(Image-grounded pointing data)
┄┄┄┄┄┄┄┄┄┄┄┄┄┄┄┄┄┄┄┄

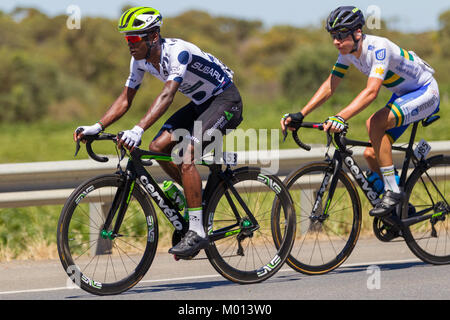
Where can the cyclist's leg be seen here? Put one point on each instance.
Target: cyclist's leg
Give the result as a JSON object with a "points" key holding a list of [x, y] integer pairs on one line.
{"points": [[164, 142], [371, 124], [397, 115], [221, 112]]}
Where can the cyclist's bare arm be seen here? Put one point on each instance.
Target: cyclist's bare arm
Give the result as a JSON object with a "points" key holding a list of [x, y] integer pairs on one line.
{"points": [[325, 91], [160, 104], [119, 107], [117, 110], [364, 98]]}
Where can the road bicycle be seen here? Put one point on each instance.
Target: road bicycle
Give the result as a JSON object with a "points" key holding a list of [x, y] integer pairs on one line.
{"points": [[329, 211], [108, 229]]}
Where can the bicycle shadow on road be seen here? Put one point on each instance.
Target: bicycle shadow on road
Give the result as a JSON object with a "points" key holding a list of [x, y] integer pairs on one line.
{"points": [[383, 266]]}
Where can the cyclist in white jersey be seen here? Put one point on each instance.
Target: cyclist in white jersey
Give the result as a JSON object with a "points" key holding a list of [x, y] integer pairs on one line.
{"points": [[409, 78], [215, 104]]}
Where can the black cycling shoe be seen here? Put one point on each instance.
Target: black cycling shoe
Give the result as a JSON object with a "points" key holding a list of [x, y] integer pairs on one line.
{"points": [[189, 245], [388, 204]]}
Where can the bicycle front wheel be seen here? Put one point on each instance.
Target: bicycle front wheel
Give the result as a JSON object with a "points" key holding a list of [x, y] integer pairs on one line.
{"points": [[428, 194], [325, 239], [245, 252], [96, 260]]}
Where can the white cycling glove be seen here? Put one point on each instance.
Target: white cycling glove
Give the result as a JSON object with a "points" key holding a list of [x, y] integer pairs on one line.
{"points": [[132, 137], [90, 130]]}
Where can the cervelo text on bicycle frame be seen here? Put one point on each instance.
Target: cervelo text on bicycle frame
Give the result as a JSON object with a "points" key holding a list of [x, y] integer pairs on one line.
{"points": [[166, 206], [357, 173]]}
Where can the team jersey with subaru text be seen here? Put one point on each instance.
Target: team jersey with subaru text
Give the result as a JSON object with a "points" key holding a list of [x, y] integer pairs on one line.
{"points": [[401, 71], [200, 74]]}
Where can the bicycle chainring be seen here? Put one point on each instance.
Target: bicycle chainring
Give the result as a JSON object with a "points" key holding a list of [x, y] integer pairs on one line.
{"points": [[176, 238], [383, 231]]}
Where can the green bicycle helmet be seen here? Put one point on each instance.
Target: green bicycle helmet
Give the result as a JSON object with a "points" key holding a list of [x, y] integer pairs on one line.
{"points": [[139, 19]]}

┄┄┄┄┄┄┄┄┄┄┄┄┄┄┄┄┄┄┄┄

*Try it*
Exclude all images and retype the data precisely.

*Answer box*
Where can the cyclist's leg be seen here? Put one point on each instance.
Target: cyclist's leg
Give the result as a JSON object with a "points" key holding a list of [x, y] integer pairs on one line.
{"points": [[164, 142], [371, 124], [397, 115], [221, 112]]}
Where can the cyclist's bare arm be seen here? Put one point on each instance.
Target: cyclist's bare arm
Give the result as a JSON object with a "points" key holding a list of [x, y] integer pairs on one line.
{"points": [[325, 91], [160, 104], [119, 107], [117, 110], [364, 98]]}
Where can the road bicycle be seen here? Put one point on each instance.
Target: road bicycle
Give the result as a JSON object with a "points" key holding a list of [x, y] integer pairs on one line.
{"points": [[329, 211], [108, 229]]}
Where can the bicycle shadow on road be seen here? Put one point on each instance.
Target: bicycle shadow on road
Give the result as a JSON object with a "points" key holding a list of [x, y] integer pairs on one line.
{"points": [[383, 266]]}
Where can the cyclist in white jersey be seen here? Put one point on each instance.
Target: cyclist in white jersey
Give the result as a JSON object with a "points" key holding a list of [x, y] integer pairs on one line.
{"points": [[409, 78], [215, 104]]}
Where can the black cycling shoe be seen here? Put one point on each instance.
Target: black cycling shoe
Give the result as a JSON object with a "points" key holding a list of [x, y] integer pairs on one line.
{"points": [[189, 245], [388, 204]]}
Where can the bicycle front wheel be seen here? Put one point on each instance.
Target: bicycle front wheel
Give the result as a JSON object with a "points" key holding a list of [x, y] integer pairs on one line.
{"points": [[428, 194], [325, 239], [245, 252], [96, 260]]}
Where can the white cycling glove be seen here? Put one point on each instance.
Target: white cycling glove
Give the result as a JSON object with a "points" key holding a list of [x, y] integer pairs on one line.
{"points": [[132, 137], [90, 130]]}
Where can the cervelo text on bicycle frame be seen here? Put one point on each instance.
Target: cervelo text on bicycle frame
Give the result as a JSON object with a "points" key holding a list of [x, y] integer pairs on one line.
{"points": [[166, 206], [357, 173]]}
Where can the team jersey with subaru text be seen here? Put one point on each instance.
Target: team jersey with subaru text
Give the result as a JSON object with a "points" key holding a list of [x, y] integer pairs on one line.
{"points": [[401, 71], [200, 74]]}
Where can the bicycle chainring be seen here? Put one point on each instance.
Target: bicycle chainring
Give the result as a JSON object with a "points" key holding a list of [x, y] integer pairs on one line.
{"points": [[176, 238], [383, 231]]}
Where can the green bicycle helmet be seen here? Put one point on each instance.
Target: green bicycle helmet
Give the result as a JSON object with a "points" key holding a list of [x, y] integer pairs on one line.
{"points": [[139, 19]]}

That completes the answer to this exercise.